Top of Excerpt to read

The Fraser Institute

The Fraser Institute

January 11, 2007 08:00 ET

The Fraser Institute: Long Term or Short Term, Public Health Insurance Costs are Growing Faster Than Our Ability to Pay

TORONTO, ONTARIO--(CCNMatthews - Jan. 11, 2007) - Government spending on health care has grown faster than government revenues since 1975, just four years after Medicare was first introduced, says a new report from The Fraser Institute, an independent research organization with offices across Canada.

"Since virtually day one, public health insurance in Canada has consumed an increasing portion of our tax dollars," said Brett Skinner, the Fraser Institute's Director of Health, Pharmaceutical and Insurance Policy research and author of the study.

"Whether you look at health care spending trends over the past five years or over the past 31 years, the conclusion is the same - our current public health care system is not financially sustainable."

Skinner produced the new study, Long-term or Short-term, Public Health Insurance is not sustainable, to counter an erroneous report by the Canadian Union of Public Employees (CUPE) in which the union agrees that short-term growth rates in government health spending are unsustainable, but says long-term trends are different.

The Fraser Institute's annual report, Paying More, Getting Less, analyses the most recent five-year trend in average annual growth rates for provincial government health expenditure and total revenue from all sources, and then projects this trend forward without any adjustments for the expected aging of the population. The 2006 report found that public health insurance costs are on pace to consume more than 50 per cent of total revenue in six of 10 provinces by 2020 and 100 per cent by 2050.

CUPE criticized the report, claiming the five-year trend is not a realistic expectation for future trends. To set the record straight and in order to allow public replication of the results, Skinner used data from Statistics Canada to compare provincial health care expenditures to total revenues over both five and 10-year periods. Since those data are not available back to the beginning of Medicare, longer term trends were calculated using publicly available data on health care spending from the Canadian Institute for Health Information and Statistics Canada data on growth in national gross domestic product as a proxy for government revenue over a 31-year period from 1975 to 2005.

"Evidence from longer trends shows that health expenditures have grown at a faster average annual rate than GDP and therefore revenues for the entire 31-year period," Skinner said.

Bottom of Excerpt to read
Top of Source data

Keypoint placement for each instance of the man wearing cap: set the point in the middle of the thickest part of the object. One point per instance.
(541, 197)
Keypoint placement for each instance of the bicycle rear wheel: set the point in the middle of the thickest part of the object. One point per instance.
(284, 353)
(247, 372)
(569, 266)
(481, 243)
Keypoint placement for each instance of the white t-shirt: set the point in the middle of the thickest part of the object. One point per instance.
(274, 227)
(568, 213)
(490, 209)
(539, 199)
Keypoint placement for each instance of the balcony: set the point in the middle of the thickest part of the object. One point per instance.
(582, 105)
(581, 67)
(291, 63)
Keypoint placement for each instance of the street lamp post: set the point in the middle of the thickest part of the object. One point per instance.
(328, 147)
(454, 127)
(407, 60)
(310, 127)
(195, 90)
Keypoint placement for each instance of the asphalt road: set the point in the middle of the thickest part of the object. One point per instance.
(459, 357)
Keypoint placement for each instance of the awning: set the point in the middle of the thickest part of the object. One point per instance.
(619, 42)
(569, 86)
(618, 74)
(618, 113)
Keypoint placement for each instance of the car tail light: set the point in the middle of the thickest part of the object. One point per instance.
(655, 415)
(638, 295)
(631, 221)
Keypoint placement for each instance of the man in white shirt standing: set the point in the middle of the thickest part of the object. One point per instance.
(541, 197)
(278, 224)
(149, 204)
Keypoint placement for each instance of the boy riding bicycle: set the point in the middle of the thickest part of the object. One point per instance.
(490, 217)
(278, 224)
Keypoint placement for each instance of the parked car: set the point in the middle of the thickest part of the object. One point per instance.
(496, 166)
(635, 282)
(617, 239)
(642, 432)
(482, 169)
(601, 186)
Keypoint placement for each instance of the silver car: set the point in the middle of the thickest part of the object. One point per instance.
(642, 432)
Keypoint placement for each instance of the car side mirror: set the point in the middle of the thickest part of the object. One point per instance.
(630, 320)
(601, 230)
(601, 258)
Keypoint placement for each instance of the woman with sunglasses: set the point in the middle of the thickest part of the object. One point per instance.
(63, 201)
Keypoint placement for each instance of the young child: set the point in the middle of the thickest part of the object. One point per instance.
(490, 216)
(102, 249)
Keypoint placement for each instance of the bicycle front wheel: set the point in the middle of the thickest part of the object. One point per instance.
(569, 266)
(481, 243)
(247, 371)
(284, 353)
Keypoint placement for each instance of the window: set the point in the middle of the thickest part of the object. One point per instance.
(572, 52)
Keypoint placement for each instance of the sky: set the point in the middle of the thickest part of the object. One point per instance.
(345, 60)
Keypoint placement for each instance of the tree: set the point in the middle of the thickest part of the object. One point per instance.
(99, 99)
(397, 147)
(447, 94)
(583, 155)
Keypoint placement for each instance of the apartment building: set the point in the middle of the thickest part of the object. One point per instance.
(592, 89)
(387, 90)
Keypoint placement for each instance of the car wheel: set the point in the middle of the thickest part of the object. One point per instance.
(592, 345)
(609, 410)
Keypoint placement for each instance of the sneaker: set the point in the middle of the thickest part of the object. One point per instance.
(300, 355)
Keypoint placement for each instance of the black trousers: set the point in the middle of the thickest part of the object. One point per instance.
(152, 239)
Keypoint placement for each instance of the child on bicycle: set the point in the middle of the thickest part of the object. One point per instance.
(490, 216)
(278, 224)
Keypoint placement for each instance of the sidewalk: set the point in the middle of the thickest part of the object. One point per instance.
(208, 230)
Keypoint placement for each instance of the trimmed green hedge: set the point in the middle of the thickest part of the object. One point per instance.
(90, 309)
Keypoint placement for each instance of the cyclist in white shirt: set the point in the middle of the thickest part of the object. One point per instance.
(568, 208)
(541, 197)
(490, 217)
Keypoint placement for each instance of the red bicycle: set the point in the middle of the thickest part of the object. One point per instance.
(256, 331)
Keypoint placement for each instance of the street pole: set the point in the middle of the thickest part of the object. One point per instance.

Bottom of Source data

What needs to be done:
Reproduce the health care spending release word for word from "January 11, 2007" to "offices across Canada.".

Exercise result:
January 11, 2007 08:00 ET

The Fraser Institute: Long Term or Short Term, Public Health Insurance Costs are Growing Faster Than Our Ability to Pay

TORONTO, ONTARIO--(CCNMatthews - Jan. 11, 2007) - Government spending on health care has grown faster than government revenues since 1975, just four years after Medicare was first introduced, says a new report from The Fraser Institute, an independent research organization with offices across Canada.